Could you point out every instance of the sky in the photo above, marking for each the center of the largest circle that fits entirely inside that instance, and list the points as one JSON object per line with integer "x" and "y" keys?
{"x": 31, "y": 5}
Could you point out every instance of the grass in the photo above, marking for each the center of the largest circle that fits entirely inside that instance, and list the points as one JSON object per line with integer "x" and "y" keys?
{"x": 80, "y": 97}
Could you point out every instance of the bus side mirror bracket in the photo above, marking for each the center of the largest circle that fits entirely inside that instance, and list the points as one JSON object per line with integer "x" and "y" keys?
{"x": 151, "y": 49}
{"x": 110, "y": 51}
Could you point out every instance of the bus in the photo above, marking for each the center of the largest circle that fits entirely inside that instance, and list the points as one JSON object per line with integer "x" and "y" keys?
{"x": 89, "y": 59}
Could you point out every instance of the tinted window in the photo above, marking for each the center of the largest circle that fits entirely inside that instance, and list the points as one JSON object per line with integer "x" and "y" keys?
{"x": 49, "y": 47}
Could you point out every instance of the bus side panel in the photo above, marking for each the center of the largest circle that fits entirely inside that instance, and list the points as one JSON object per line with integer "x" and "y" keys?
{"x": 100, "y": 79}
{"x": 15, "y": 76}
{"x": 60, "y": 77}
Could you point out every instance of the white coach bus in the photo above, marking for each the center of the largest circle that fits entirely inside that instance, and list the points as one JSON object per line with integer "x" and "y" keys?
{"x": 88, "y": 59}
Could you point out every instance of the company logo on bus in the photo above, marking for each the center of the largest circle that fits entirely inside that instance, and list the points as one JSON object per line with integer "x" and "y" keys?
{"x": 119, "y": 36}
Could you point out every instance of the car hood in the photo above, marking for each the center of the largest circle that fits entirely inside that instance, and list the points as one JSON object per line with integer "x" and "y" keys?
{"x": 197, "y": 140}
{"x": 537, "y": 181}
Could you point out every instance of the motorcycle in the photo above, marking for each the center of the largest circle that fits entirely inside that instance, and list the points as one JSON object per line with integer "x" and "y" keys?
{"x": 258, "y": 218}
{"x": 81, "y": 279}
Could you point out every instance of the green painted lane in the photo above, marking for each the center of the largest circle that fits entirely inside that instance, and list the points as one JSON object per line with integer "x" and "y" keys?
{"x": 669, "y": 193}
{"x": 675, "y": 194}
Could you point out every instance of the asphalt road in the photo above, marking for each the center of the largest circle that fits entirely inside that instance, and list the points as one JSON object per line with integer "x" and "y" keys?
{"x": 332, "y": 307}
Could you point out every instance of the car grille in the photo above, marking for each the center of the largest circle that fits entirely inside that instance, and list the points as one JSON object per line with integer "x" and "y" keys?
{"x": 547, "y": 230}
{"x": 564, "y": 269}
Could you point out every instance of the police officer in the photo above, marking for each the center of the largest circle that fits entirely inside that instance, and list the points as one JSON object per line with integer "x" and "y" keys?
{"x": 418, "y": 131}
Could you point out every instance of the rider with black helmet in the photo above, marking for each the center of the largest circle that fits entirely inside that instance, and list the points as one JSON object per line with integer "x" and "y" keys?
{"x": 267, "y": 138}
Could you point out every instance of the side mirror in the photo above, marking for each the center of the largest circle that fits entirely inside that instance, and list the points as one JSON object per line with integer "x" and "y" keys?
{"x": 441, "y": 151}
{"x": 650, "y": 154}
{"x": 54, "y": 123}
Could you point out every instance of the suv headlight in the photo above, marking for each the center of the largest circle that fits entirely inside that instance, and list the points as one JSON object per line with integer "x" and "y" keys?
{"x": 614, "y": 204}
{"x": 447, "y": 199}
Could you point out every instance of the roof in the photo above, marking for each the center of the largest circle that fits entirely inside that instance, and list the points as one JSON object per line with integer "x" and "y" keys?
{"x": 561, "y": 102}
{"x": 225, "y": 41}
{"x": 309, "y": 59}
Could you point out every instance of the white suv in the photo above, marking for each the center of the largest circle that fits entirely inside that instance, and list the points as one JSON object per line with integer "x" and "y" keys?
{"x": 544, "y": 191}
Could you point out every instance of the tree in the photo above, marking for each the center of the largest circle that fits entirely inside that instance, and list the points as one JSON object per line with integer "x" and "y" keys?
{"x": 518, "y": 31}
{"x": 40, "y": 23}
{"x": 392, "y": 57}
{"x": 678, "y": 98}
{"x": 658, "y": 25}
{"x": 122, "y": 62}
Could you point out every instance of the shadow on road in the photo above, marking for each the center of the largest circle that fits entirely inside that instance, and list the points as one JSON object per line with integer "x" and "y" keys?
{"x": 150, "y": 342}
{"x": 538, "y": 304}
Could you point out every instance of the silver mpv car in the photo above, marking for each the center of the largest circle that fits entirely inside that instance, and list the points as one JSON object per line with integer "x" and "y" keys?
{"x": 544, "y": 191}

___

__ASSIGNMENT__.
Please output the material above exactly as it reads.

__WRITTEN RESPONSE__.
Could you point out every instance of the sky in the photo above, marking for each the center of the largest circle that fits entirely inside that instance, and list the points as one JSON object per line with integer "x" and "y" keys?
{"x": 31, "y": 5}
Could you point out every instance of the grass in the photo above, marking for each the center of the largest circle that fits entirely inside that instance, and list the points as one JSON object per line with integer "x" and "y" keys?
{"x": 80, "y": 97}
Could you point out every instance of the bus side mirror bracket in the photo above, marking for each the center of the largest circle that fits entirely inside that instance, and list the points as one JSON object per line with integer "x" and "y" keys?
{"x": 151, "y": 49}
{"x": 110, "y": 51}
Could you point out every instance of the bus in the photo above, marking for each the center of the largest circle that fits entirely inside that instance, and list the points as one JSON object per line with integer "x" and "y" keys?
{"x": 89, "y": 59}
Could you point out every instance of the tinted window in the photo above, marking for each the center of the largest circle that fits entirely inside that instance, and list the points as one JSON object per line with integer "x" and "y" keys?
{"x": 49, "y": 47}
Could you point out every instance of the bus side panel in the photo above, marking for each the center of the largest circle that fits entirely inside that instance, and list the points as one JSON object per line with integer "x" and "y" keys?
{"x": 100, "y": 79}
{"x": 15, "y": 76}
{"x": 60, "y": 77}
Could you point out every instance of the white coach bus in the photo above, marking for each the center of the largest circle that fits entirely inside that instance, and list the points as one JSON object per line with integer "x" and "y" keys?
{"x": 88, "y": 59}
Could you point out every instance of the company logo on bus in the photo above, marking for each the center of the largest circle that fits entirely inside that instance, and list the points as one JSON object per line with integer "x" and "y" keys?
{"x": 119, "y": 36}
Could you point out every instance of the car hood in the photo above, marking for each the center of the largest circle that fits entirely inside that instance, and list the points as one JSON object per line with integer "x" and "y" keys?
{"x": 197, "y": 140}
{"x": 537, "y": 181}
Could you point out every instance of the motorcycle in the photo above, marking for each the center of the largest circle that fits entirely inside that instance, and list the points as one JSON object per line with integer "x" and "y" keys?
{"x": 258, "y": 218}
{"x": 81, "y": 279}
Could you point out every instance of the green painted lane in the photo above, marking for each the center of the largest circle that fits entirely inside that instance, and list the points as one JSON object per line with integer "x" and "y" keys?
{"x": 669, "y": 193}
{"x": 675, "y": 194}
Could you point out every instance of the asphalt road in the photo above, marking for each the center of the largest circle that fits entirely inside that instance, and list the points as one JSON object per line with integer "x" and "y" keys?
{"x": 332, "y": 307}
Could you point out every instance of the car grille in the photo above, marking for each the center of the largest circle that fits entirely inside that instance, and list the points as one JSON object per line with integer "x" and "y" keys?
{"x": 547, "y": 230}
{"x": 564, "y": 269}
Could you point out every instance of the police officer in the photo above, marking for each the center of the largest circle that fits entirely inside that instance, and list the points as one JSON object per line with integer "x" and "y" keys?
{"x": 418, "y": 131}
Could you point out every instance of the rider with black helmet in the photo above, marking for each the center of the largest circle that fits entirely inside that instance, and list the points as one JSON object per line with integer "x" and "y" keys?
{"x": 267, "y": 138}
Could you point out every instance of the side mirror in the photo above, marking for each the center of the largest circle that fits entirely inside that instance, and list the points as one JSON object per line with integer "x" and "y" keys?
{"x": 441, "y": 151}
{"x": 650, "y": 154}
{"x": 54, "y": 123}
Could you point out every instance of the suv headlight in the photo above, marking for each the center of the largest circle that fits entirely inside that instance, and list the points as one JSON object per line with integer "x" and "y" keys?
{"x": 614, "y": 204}
{"x": 447, "y": 199}
Could you point out every instance of the roof in the photo above, marking for each the center of the largest circle that fits entirely inside that instance, and list the points as one JSON object per line with integer "x" and "y" keys?
{"x": 561, "y": 102}
{"x": 225, "y": 41}
{"x": 309, "y": 59}
Could you point out every instance of the white suv in the photo above, marking for each the center of the largest circle that fits entirely inside that instance, and list the points as one JSON object per line with integer "x" and "y" keys?
{"x": 544, "y": 191}
Could you point out every instance of the tree in the photo above, marking for each the center of the largest circle that fits entirely inside that instance, and list the points as one JSON object per line with integer "x" and "y" keys?
{"x": 518, "y": 31}
{"x": 40, "y": 23}
{"x": 392, "y": 57}
{"x": 678, "y": 98}
{"x": 658, "y": 25}
{"x": 122, "y": 62}
Could you point out every instance of the shadow on road in the photo above, marking for each the center of the largest circle that fits entirely inside that instance, and list the points as one JSON object per line with integer "x" and "y" keys?
{"x": 150, "y": 342}
{"x": 538, "y": 304}
Could you point out every instance of the silver mpv car in the photo above, marking for each the center of the largest circle that fits entirely inside that instance, and list the points as one JSON object per line with integer "x" and "y" keys?
{"x": 544, "y": 191}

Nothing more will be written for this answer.